This open access special issue of the Journal of Theoretical and Applied Electronic Commerce Research (JTAER) on Applications for Smart Cities has been edited by Hans Schaffers (Aalto University, Centre of Knowledge and Innovation Research), Carlo Ratti (MIT, Senseable City Laboratory) and Nicos Komninos (Aristotle University of Thessaloniki, URENIO Research).
1. Special Issue on Smart Applications for Smart Cities ‘“ New Approaches to Innovation: Guest Editors’ Introduction
Hans Schaffers, Carlo Ratti and Nicos Komninos
This Special Issue addresses the role of smart applications in cities, especially inasmuch they foster enhanced living and working conditions, new modes of participation and a higher level of engagement of citizens. In this issue also explores the processes of creating smart applications and how it is intertwined with urban development. The papers cover a range of different topics and methodologies and might help academics, governments and practitioners to explore new directions and generate knowledge and solutions towards smarter cities. The editors have encouraged papers related to user-centred approaches for innovation in smart city applications. Much attention was paid to empirical evidence for measuring and evaluating the impact of applications and cities, as well as the introduction of methodology frameworks from social sciences. Integrating such frameworks with technical approaches to smart city applications development and living lab environments constitutes a promising and rich research area for the next years.

-------------------------

**Exercise brief:**
Reproduce the part of the smart cities overview starting at "This open access" and ending at "Thessaloniki, URENIO Research).", word for word.

-------------------------

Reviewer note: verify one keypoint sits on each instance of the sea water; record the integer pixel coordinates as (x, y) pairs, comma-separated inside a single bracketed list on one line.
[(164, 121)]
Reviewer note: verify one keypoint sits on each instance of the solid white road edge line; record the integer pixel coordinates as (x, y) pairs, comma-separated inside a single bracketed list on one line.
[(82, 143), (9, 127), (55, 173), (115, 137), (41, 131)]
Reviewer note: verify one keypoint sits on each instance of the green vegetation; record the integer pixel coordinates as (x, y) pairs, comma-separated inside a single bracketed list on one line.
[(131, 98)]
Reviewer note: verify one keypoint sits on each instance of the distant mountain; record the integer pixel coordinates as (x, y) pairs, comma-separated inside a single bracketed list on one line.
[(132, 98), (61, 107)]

-------------------------

**Exercise answer:**
This open access special issue of the Journal of Theoretical and Applied Electronic Commerce Research (JTAER) on Applications for Smart Cities has been edited by Hans Schaffers (Aalto University, Centre of Knowledge and Innovation Research), Carlo Ratti (MIT, Senseable City Laboratory) and Nicos Komninos (Aristotle University of Thessaloniki, URENIO Research).